Saved entries:
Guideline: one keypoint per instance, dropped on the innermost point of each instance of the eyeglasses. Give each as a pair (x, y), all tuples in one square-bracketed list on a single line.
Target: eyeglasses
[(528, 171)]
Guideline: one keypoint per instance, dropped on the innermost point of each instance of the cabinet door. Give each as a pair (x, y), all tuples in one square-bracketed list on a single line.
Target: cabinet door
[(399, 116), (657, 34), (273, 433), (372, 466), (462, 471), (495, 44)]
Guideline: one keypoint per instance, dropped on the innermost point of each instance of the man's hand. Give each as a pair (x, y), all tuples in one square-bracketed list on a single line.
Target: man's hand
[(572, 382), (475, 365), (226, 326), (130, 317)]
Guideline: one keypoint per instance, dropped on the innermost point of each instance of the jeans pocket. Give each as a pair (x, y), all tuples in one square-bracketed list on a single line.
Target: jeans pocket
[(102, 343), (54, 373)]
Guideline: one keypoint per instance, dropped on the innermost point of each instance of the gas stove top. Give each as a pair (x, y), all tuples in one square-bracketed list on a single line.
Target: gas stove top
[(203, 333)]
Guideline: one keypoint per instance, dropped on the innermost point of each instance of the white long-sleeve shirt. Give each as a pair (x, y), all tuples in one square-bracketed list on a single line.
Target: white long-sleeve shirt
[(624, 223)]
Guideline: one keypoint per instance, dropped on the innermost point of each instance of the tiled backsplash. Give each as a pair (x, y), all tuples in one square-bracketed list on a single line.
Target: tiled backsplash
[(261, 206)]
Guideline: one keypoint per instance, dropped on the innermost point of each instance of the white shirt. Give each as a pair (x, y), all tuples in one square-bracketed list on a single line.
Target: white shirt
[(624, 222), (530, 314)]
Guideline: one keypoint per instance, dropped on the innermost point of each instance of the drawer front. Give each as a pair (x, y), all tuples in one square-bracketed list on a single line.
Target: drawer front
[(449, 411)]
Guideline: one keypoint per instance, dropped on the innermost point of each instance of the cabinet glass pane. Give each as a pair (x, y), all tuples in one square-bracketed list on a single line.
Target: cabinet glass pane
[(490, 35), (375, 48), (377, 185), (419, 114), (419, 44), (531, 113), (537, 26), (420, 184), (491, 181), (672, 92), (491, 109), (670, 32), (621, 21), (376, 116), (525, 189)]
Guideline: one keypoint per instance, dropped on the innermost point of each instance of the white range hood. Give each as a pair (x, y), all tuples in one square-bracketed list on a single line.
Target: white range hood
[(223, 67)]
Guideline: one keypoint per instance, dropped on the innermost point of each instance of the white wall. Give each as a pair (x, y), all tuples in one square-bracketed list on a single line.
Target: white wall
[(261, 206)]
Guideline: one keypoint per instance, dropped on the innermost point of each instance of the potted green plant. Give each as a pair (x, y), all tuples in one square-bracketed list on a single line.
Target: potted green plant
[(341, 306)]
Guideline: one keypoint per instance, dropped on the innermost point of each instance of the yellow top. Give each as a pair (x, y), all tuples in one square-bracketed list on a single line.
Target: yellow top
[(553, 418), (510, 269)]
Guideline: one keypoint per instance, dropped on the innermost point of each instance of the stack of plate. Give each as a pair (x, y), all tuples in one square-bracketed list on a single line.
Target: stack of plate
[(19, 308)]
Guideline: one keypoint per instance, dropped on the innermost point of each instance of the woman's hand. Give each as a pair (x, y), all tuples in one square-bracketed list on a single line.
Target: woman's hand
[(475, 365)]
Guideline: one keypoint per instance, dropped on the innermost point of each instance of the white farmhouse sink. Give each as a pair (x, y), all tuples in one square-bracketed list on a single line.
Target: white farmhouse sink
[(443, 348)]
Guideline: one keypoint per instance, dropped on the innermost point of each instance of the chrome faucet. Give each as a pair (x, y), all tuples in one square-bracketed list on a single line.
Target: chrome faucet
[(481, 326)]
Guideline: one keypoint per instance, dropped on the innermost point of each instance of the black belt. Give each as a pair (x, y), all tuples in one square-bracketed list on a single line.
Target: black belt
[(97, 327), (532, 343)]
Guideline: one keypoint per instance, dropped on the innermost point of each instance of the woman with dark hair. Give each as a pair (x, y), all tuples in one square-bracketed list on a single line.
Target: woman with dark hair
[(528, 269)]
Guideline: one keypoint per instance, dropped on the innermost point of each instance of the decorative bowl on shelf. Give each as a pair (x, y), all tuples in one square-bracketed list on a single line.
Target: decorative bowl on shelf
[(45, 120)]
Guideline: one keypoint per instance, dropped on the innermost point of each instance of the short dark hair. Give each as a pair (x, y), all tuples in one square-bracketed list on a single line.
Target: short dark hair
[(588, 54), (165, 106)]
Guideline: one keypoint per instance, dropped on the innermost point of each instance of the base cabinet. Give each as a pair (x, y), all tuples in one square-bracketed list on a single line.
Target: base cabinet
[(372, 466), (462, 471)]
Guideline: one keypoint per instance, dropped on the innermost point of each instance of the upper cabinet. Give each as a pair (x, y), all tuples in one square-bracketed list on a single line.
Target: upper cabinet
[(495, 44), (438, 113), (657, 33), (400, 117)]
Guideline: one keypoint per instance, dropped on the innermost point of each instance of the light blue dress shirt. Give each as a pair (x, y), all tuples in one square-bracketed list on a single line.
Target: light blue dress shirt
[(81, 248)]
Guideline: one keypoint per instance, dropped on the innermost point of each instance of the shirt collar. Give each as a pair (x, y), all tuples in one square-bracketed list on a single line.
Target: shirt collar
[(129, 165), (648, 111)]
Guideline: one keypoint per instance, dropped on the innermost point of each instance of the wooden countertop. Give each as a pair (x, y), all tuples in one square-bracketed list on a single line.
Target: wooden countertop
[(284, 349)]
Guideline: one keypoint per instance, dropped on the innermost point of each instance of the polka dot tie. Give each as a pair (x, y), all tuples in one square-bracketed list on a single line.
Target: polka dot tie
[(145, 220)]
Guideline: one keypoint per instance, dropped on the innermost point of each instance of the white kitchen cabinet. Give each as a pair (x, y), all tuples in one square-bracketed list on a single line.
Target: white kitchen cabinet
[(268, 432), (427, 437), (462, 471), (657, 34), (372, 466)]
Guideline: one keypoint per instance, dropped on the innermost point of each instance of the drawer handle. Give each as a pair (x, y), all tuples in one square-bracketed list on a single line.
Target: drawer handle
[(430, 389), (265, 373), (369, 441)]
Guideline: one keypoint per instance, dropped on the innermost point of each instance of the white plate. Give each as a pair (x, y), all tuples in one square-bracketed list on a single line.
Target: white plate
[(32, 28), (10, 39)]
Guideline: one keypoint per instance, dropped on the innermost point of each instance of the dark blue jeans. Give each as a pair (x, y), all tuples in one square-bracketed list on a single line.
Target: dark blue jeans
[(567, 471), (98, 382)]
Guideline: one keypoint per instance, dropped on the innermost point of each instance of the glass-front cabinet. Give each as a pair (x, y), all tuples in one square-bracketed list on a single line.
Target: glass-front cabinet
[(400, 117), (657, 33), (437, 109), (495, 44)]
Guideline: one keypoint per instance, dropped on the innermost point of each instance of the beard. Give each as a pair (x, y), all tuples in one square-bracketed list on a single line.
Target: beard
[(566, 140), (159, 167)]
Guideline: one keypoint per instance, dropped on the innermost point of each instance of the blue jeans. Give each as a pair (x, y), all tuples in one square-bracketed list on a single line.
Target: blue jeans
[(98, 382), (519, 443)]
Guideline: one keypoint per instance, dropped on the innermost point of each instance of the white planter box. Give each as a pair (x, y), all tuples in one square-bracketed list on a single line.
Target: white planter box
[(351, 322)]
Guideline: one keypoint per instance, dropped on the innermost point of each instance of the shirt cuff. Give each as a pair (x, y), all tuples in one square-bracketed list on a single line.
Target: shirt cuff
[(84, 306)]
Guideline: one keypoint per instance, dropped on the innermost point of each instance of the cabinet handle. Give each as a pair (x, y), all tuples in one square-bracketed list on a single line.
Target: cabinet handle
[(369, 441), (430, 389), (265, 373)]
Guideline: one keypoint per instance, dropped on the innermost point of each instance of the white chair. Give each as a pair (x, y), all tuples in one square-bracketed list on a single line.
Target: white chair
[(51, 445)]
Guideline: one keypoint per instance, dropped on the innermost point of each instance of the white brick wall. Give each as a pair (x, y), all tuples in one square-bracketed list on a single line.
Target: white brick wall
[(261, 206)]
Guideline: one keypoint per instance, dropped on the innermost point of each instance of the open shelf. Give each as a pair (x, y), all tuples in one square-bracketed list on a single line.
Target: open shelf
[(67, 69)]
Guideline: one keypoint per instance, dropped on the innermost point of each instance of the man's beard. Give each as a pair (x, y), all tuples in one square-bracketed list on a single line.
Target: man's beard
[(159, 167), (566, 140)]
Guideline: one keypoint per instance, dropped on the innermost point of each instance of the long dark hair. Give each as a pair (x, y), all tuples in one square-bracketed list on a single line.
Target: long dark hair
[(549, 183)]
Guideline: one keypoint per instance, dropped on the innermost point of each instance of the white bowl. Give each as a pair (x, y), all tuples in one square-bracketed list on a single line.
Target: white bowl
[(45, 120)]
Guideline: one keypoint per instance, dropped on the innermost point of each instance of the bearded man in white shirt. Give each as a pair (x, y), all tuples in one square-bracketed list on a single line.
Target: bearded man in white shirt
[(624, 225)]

Problem statement: Above are the records; copy exactly the lines from the line with "Target: white long-sleeve shirt" through the line with "the cabinet glass", both included.

Response below:
Target: white long-sleeve shirt
[(624, 223)]
Guideline: one keypoint per instance, dropped on the innermost point of each instance of the tiled backsplash. Give each as a pair (x, y), all tuples in one square-bracketed list on a single line.
Target: tiled backsplash
[(261, 206)]
Guideline: one keypoint per instance, dropped on the innermost point of each instance of the white shirt. Give each as a pair (x, y), all tuples in one square-bracketed list on a single line.
Target: white shirt
[(624, 222), (530, 314)]
Guideline: one keypoint per instance, dropped on the innermost point of each instance of the drawer front. Give each as a pair (x, y), all tuples in one square-bracketed list on a single line.
Target: drawer front
[(449, 411)]
Guideline: one keypoint per instance, dropped on the innermost point of each instance of the cabinet glass pane. Give each as a pair (x, y), all tuples in one square-bracketed list on a single line.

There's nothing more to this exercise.